Your assignment >>
From the data below, return the exact lines starting at the line containing "Need: a dot for each instance, one per instance, like (319,34)." and ending at the line containing "Need: a dot for each instance, one per instance, like (314,336).", both included, and nothing else.

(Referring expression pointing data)
·····

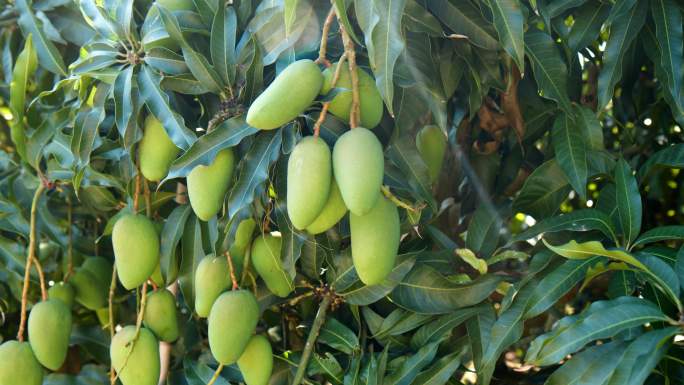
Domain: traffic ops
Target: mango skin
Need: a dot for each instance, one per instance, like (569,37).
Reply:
(243,238)
(309,172)
(18,365)
(375,241)
(157,151)
(207,185)
(64,292)
(136,249)
(358,164)
(160,315)
(256,363)
(49,328)
(371,105)
(290,93)
(332,212)
(231,323)
(90,292)
(266,261)
(211,279)
(431,143)
(142,367)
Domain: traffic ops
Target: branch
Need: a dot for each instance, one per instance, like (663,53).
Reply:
(311,340)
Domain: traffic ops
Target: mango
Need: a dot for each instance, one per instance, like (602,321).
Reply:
(207,185)
(142,366)
(136,249)
(431,143)
(18,365)
(359,165)
(157,151)
(375,241)
(49,328)
(232,322)
(370,107)
(243,238)
(332,212)
(256,363)
(89,291)
(64,292)
(266,261)
(160,315)
(290,93)
(309,172)
(212,277)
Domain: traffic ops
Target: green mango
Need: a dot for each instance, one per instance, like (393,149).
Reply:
(142,366)
(18,365)
(49,328)
(243,238)
(89,291)
(266,261)
(64,292)
(375,241)
(157,151)
(332,212)
(309,172)
(232,322)
(371,107)
(211,279)
(207,185)
(160,315)
(256,362)
(359,165)
(431,143)
(290,93)
(136,249)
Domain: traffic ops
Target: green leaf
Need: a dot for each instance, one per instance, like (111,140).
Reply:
(628,200)
(610,318)
(550,71)
(158,103)
(659,234)
(223,34)
(170,237)
(571,152)
(509,22)
(623,30)
(424,290)
(465,20)
(227,134)
(543,192)
(48,55)
(254,169)
(578,220)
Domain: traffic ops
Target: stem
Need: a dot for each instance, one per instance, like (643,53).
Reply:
(216,374)
(311,340)
(29,260)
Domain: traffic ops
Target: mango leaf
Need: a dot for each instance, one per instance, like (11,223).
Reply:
(508,21)
(578,220)
(426,291)
(158,103)
(628,200)
(623,30)
(549,68)
(597,322)
(48,55)
(254,169)
(227,134)
(571,152)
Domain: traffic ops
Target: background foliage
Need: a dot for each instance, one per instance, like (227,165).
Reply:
(564,120)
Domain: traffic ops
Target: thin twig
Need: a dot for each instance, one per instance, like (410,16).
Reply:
(311,339)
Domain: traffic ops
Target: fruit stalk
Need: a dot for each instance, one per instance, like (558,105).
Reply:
(30,259)
(311,339)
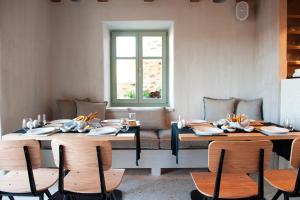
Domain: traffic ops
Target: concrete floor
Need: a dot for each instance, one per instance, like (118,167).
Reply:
(172,185)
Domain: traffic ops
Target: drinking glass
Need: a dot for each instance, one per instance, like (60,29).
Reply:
(124,124)
(44,119)
(24,123)
(230,116)
(131,116)
(288,123)
(39,118)
(29,125)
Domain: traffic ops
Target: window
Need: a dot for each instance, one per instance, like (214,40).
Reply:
(139,68)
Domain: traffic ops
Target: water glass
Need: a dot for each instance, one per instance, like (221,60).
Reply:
(132,116)
(230,116)
(288,123)
(29,125)
(44,120)
(39,118)
(24,123)
(124,124)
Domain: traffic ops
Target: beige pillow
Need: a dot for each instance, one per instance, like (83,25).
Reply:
(252,108)
(85,108)
(150,118)
(67,108)
(215,109)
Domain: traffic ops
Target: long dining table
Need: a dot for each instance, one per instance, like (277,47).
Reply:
(281,142)
(132,134)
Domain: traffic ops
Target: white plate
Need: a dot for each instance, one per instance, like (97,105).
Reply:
(205,130)
(60,121)
(103,131)
(273,130)
(197,121)
(41,131)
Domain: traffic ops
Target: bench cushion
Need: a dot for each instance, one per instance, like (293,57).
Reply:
(215,109)
(252,108)
(165,142)
(149,140)
(85,108)
(150,118)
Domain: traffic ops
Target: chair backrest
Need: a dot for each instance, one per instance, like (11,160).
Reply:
(240,156)
(295,154)
(12,155)
(80,153)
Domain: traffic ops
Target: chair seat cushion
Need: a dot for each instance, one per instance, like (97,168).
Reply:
(215,109)
(149,140)
(18,182)
(165,142)
(89,182)
(233,186)
(283,179)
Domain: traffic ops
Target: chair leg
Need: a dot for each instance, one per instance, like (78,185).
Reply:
(48,194)
(286,196)
(277,195)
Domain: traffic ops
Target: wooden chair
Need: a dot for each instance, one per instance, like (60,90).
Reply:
(229,165)
(22,160)
(287,181)
(88,164)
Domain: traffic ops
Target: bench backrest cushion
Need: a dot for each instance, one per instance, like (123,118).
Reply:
(150,118)
(252,108)
(215,109)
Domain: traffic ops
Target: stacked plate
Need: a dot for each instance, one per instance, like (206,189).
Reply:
(273,130)
(206,130)
(42,131)
(103,131)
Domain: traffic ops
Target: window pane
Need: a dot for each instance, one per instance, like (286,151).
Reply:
(152,78)
(125,46)
(152,46)
(126,78)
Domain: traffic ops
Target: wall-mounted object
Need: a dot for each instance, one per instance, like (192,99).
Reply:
(242,10)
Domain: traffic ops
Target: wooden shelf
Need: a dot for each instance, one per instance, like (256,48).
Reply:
(295,62)
(294,32)
(293,47)
(293,16)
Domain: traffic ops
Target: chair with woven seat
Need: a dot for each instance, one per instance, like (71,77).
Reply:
(88,166)
(25,177)
(229,165)
(287,181)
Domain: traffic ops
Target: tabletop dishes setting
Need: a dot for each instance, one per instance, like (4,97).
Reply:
(234,124)
(88,124)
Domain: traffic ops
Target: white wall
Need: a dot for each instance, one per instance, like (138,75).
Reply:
(267,57)
(290,98)
(55,50)
(25,50)
(214,54)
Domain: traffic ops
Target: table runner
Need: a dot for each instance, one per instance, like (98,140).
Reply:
(281,147)
(133,129)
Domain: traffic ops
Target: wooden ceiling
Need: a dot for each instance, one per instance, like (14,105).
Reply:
(109,0)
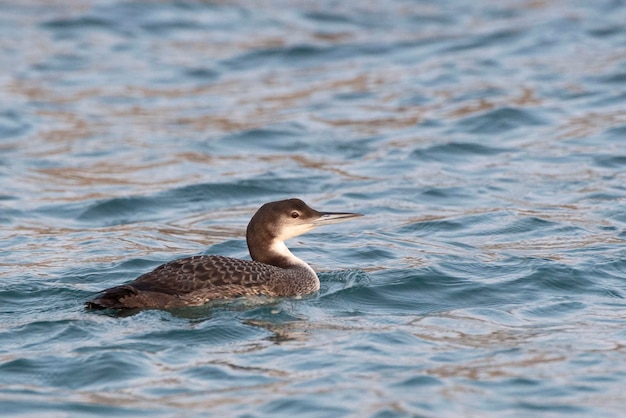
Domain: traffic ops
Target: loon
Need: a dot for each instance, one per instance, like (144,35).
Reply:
(196,280)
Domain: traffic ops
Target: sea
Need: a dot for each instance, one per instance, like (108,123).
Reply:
(483,140)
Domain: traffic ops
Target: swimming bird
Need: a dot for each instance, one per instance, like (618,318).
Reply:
(273,271)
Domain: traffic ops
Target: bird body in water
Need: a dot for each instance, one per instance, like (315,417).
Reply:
(196,280)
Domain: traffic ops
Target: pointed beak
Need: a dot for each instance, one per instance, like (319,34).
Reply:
(327,218)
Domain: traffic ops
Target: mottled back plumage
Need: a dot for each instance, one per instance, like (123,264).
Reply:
(196,280)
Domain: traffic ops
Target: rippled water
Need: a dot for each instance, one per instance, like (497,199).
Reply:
(484,141)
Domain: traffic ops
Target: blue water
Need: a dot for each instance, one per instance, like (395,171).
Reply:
(485,141)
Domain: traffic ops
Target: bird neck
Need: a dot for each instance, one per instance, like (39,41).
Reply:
(277,254)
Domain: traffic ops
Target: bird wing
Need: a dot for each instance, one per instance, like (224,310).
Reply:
(209,274)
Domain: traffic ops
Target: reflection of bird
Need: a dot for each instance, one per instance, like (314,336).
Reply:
(196,280)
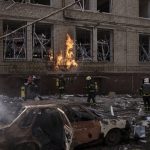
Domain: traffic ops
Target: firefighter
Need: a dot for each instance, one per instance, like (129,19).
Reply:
(145,92)
(91,89)
(60,84)
(31,87)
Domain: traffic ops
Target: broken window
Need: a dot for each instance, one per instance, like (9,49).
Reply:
(103,5)
(144,8)
(83,4)
(42,46)
(43,2)
(144,47)
(14,44)
(104,45)
(83,44)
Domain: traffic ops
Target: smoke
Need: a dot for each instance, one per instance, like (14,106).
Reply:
(9,109)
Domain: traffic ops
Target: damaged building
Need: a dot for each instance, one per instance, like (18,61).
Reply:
(111,43)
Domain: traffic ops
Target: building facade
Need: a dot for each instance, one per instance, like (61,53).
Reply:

·····

Answer section >>
Need: a dot for each instance, one per instance, like (319,34).
Reply:
(327,218)
Domain: traffic ops
Target: mottled back plumage
Need: a dot for each instance, one per instance, like (123,264).
Reply:
(196,280)
Domain: traffic ops
Target: rippled water
Need: a dot for each instance, one per instance, like (497,199).
Reply:
(484,141)
Domain: traffic ops
Target: blue water
Need: a dot for each instance, one per instance, like (395,171).
Reply:
(485,141)
Domain: traffic ops
Target: bird neck
Need: a dot for each instance, one per instance, like (39,41).
Reply:
(277,254)
Domain: traffic ops
Target: bird wing
Need: a dot for each instance, one per instance, like (224,310).
Reply:
(209,274)
Domain: traffic ops
Target: reflection of bird
Need: a dot for each instance, one per instance, like (314,336).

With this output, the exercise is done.